__Exercise requirements__:
[1] List every scholar named in the passage on St Verena below whose view or account of her is reported.
[2] Answer these questions using the passage on St Verena below:
(a) Between which years was the legend of St Verena written?
(b) In districts between the Aar and the Rhine, what do girls who have secured husbands sacrifice to Verena?
(c) Which official opened the fair on St Verena's day?

__Selected extract__:
________

But by far the most striking and the most conclusive instances of the pseudo-saint’s association with heathen survivals are afforded by St Verena of Switzerland and St Afra of Augsburg, whose worship and history we must examine more closely.

Verena’s association with various rites has already been referred to; she is represented sometimes with ears of corn, sometimes accompanied by a cat, and sometimes, which is even more suggestive, she is brought into connection with a brothel. The procession of St Verena’s day from Zurzach to a chapel dedicated to St Maurice passed an old linden tree which, so the legend goes, marked the spot where the saint used to dwell. Hard by was a house for lepers and a house of ill fame, where on the same day the district bailiff (landvogt) opened the fair. He was obliged by old custom to pass this tree, at which a loose woman stood awaiting him, and to dance round the tree with her and give her money91.

The legend of St Verena written between 1005 and 103292 does not explain these associations. We are told of a woman who came from the east with the Theban legion, which is generally supposed to have been massacred in 287. She is said to have made her home now in one district now in another, and one modern writer goes so far as to suggest that she was zealous in converting the Allemans to Christianity before the coming of Irish missionaries.

According to folk-custom in districts between the Aar and the Rhine, girls who have secured husbands sacrifice their little maiden caps to Verena. At Zurzach married couples make pilgrimages to the Verenastift in order to secure offspring. Several dukes of the Allemans and their wives made such pilgrimages in the 9th and 10th centuries. It would lead too far to enumerate the many directions in which Verena is associated with heathendom. Her day, which comes at the harvest festival, was a time of unrestrained license in Zurzach, a fact on which the Acta Sanctorum cast no doubt.

Rochholz considers Verena to be a tribal mother of heathendom; Simrock in his mythology considers her to be identical with the goddess Fru Frene, in whom he sees a kind of German Venus93. Grimm tells how the version of the Tannhäuser saga, current in Switzerland, substitutes the name Frau Frene for that of Frau Venus94. The hero Tannhäuser, according to mediæval legend, wavers between a baser and a higher interpretation of love; the acceptance of the name Frene as representative of sensuousness shows the associations currently preserved in connection with this so-called saint.

________

__Material__:
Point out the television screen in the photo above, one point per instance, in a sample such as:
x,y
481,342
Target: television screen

________

__Answers__:
[1] Rochholz, Simrock, Grimm

[2]
(a) Between 1005 and 1032.
(b) Their little maiden caps.
(c) The district bailiff (landvogt).